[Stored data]
——

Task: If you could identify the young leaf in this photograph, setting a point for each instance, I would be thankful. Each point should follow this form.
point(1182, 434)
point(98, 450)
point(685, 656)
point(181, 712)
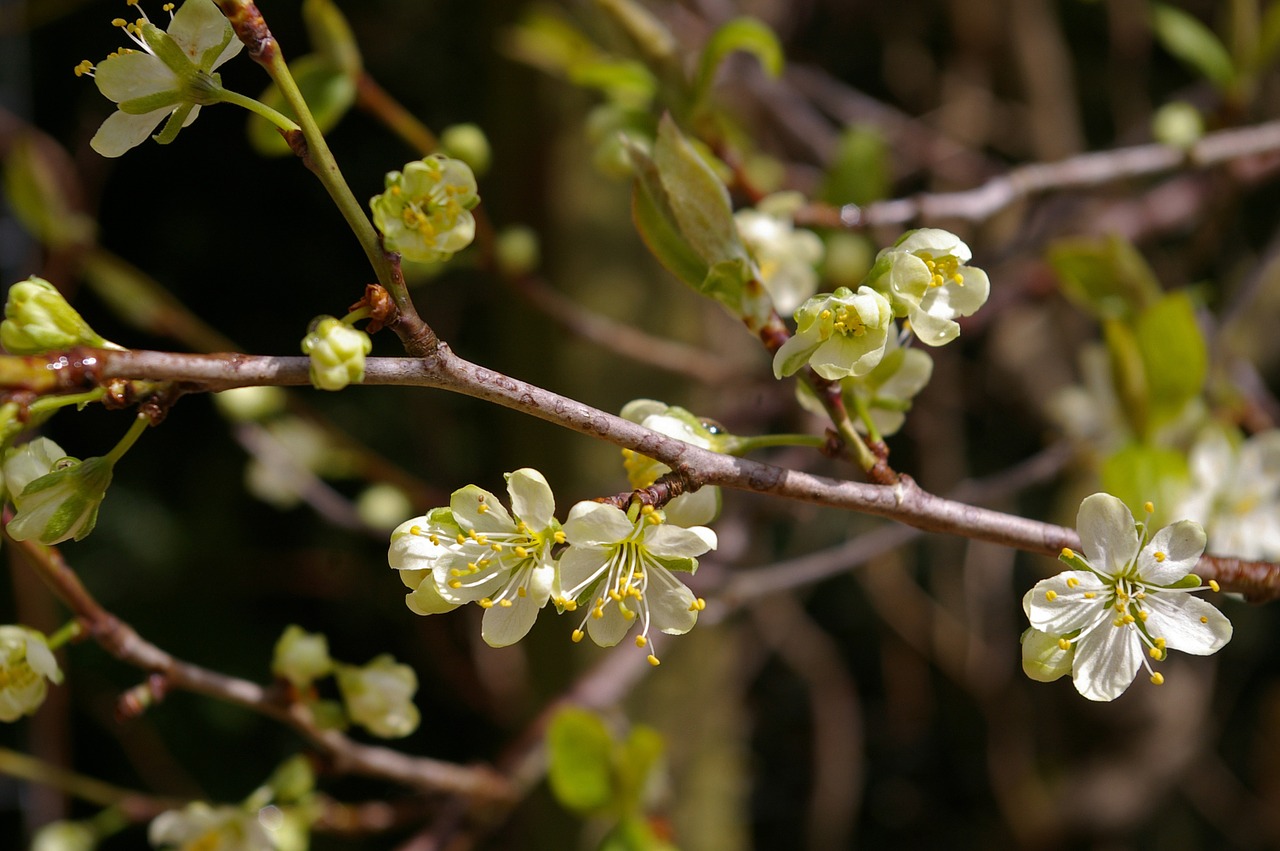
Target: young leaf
point(1194, 44)
point(580, 762)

——

**TASK DETAILS**. Copy the lines of the material word for word, beginning with its first line and ending with the line that contains "point(1194, 44)". Leave the pictures out.

**SOLUTION TO THIS EXERCISE**.
Task: If you could identify the young leaf in this photograph, setting a point for each instance, I would be thankful. Each point should follow this form.
point(1182, 434)
point(98, 450)
point(685, 656)
point(181, 712)
Target: young leaf
point(1194, 44)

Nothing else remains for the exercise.